PROBLEM TO WORK ON: Reproduce the rows below, from the line containing "of the person" through the last line, with the requests included. Multiply every answer coordinate by 1.45 and round it to a whole number, rounding halves up.

RECORDS TO USE:
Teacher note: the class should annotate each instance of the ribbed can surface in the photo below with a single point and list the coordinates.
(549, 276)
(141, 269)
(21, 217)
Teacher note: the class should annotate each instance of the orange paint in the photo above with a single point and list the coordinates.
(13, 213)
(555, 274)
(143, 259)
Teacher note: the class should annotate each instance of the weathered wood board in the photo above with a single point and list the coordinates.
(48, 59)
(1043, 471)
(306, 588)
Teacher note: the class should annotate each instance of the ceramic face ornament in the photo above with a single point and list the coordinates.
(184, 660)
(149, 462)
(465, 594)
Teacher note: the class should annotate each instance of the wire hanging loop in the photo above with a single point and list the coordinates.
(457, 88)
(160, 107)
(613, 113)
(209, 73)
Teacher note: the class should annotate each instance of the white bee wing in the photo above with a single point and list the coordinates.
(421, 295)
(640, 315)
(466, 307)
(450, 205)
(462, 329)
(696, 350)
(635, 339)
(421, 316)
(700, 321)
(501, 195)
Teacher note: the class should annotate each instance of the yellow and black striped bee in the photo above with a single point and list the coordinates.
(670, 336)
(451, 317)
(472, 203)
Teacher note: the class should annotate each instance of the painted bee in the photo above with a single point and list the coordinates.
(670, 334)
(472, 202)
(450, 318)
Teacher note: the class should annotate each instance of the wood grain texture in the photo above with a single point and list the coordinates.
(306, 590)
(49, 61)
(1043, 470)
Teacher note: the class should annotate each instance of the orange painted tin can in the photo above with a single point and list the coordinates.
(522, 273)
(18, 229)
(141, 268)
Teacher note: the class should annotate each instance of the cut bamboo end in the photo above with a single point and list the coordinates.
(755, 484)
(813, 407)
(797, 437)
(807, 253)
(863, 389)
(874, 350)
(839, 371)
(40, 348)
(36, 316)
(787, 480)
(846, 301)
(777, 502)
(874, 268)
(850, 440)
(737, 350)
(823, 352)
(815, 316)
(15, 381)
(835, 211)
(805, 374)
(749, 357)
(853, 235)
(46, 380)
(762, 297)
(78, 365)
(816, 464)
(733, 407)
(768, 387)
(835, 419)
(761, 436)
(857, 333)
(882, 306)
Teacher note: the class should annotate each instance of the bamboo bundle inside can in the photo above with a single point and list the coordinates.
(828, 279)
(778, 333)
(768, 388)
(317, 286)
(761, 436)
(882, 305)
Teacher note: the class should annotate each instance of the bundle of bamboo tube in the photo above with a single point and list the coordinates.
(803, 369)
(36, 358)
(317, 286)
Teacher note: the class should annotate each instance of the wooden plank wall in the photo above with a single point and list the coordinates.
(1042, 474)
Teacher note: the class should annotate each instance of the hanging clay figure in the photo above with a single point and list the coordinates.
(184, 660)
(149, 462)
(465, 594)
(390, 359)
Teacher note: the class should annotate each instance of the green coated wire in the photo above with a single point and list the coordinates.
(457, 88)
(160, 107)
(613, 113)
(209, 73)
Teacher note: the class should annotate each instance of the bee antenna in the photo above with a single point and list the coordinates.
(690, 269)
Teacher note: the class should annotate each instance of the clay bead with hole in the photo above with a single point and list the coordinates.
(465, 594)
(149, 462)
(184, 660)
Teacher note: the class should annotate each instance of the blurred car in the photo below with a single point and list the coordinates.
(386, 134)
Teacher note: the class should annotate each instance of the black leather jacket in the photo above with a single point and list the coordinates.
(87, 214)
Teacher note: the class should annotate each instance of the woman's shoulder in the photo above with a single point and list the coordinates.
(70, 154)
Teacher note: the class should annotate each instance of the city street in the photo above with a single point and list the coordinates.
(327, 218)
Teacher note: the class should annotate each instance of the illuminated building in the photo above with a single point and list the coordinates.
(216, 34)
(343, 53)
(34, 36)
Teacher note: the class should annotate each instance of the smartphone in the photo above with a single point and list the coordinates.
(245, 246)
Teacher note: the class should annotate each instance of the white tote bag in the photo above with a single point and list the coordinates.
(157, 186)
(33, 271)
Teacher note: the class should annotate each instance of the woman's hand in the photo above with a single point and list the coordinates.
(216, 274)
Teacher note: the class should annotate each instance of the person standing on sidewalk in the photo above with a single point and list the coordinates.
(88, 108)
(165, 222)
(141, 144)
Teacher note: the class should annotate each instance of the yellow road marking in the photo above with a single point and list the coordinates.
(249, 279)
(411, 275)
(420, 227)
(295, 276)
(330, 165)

EXERCISE RESPONSE:
Teacher note: the class should annotate each instance of the person standing on sidewalk in the photo above with a single point and list the coordinates.
(128, 157)
(239, 322)
(204, 209)
Teacher note: the class should annotate each instance of the yellow road marking in the photo above with a single point and list the coordinates.
(361, 405)
(596, 399)
(609, 329)
(428, 400)
(479, 239)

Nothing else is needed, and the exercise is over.